◆ **Required task**
Reproduce the entries from the start of the records through the line holding "[149,88,370,475]", inclusive, keeping every request unchanged and adding 146 to each number in the bounding-box coordinates of the answers.

◆ **Data for this task**
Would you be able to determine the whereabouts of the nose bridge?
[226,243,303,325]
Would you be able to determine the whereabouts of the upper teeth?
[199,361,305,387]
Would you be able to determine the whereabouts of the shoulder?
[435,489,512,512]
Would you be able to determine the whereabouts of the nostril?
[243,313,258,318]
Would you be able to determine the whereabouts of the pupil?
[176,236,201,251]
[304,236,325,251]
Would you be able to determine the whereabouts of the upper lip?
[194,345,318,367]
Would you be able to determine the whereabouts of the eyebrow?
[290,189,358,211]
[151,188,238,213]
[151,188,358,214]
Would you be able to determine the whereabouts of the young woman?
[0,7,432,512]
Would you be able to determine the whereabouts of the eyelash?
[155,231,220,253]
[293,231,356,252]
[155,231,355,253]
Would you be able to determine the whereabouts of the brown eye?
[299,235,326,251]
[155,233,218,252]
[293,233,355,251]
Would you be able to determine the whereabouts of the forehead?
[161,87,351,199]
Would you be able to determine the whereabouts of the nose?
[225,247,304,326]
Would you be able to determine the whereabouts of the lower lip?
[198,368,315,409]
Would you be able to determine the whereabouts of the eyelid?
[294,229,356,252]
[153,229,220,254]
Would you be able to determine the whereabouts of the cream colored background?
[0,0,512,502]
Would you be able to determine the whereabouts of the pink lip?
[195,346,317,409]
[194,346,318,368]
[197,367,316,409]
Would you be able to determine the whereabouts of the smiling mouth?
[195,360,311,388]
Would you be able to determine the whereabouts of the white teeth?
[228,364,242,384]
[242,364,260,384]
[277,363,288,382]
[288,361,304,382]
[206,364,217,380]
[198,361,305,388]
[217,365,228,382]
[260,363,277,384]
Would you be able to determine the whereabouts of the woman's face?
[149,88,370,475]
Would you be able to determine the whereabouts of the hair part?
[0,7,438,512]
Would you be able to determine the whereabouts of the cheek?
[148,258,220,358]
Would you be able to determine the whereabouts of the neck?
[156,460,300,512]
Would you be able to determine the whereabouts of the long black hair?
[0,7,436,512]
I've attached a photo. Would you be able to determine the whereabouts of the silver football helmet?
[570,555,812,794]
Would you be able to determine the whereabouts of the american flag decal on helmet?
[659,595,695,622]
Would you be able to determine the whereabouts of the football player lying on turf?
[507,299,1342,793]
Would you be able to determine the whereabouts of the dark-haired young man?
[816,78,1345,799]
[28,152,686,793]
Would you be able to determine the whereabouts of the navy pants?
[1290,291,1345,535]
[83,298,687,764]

◆ **Output of the exercise**
Would you be able to determine the whereabouts of the nose bridge?
[372,389,449,471]
Would you be able to determine the whereabouts of the upper teeth?
[345,507,451,533]
Would you be able to determine the whereabouts of the shoulder?
[581,635,658,658]
Would you be able to determine the whereabouts of the nostril?
[389,459,404,464]
Would you be able to determine the whereabouts of the pupil?
[322,382,347,397]
[450,382,471,397]
Would you be able to determine the whereabouts of the upper lip?
[340,491,464,513]
Would you be able to determine the whereabouts of the eyebrow?
[436,335,504,357]
[297,334,384,359]
[297,334,504,360]
Would you be able to determine the whereabouts of the young woman?
[146,153,578,658]
Would you be able to determine the whereabouts of the eyelash?
[301,377,366,399]
[439,377,502,398]
[301,377,501,399]
Would you be able to determine the whereabouts of the brown eye?
[445,381,472,397]
[301,379,364,398]
[439,379,501,397]
Would you be able to determine the whereabouts of the forehead?
[307,233,497,345]
Would you be able to determine the whereabouts of the nose?
[371,393,450,472]
Would you be able to determine the whereabouts of the lower lip?
[344,514,461,555]
Would you be able to determine the whereabouts of the eyelid?
[440,375,502,398]
[299,375,366,400]
Would you be able to determine the whereabouts of the cream colored background?
[146,146,658,648]
Would you be able to determine the whereabouts of the pink lip?
[341,492,463,555]
[340,492,464,514]
[343,513,462,555]
Would you be able to determine the whereabouts of the smiling mouth?
[341,506,457,534]
Would you be able to determine the whereabouts of the white teeth?
[374,510,388,530]
[388,510,406,530]
[423,509,434,528]
[434,507,450,528]
[352,510,363,526]
[344,507,451,534]
[363,511,374,528]
[406,509,423,530]
Would you be able to determine the whereabouts of the woman's face?
[295,234,516,621]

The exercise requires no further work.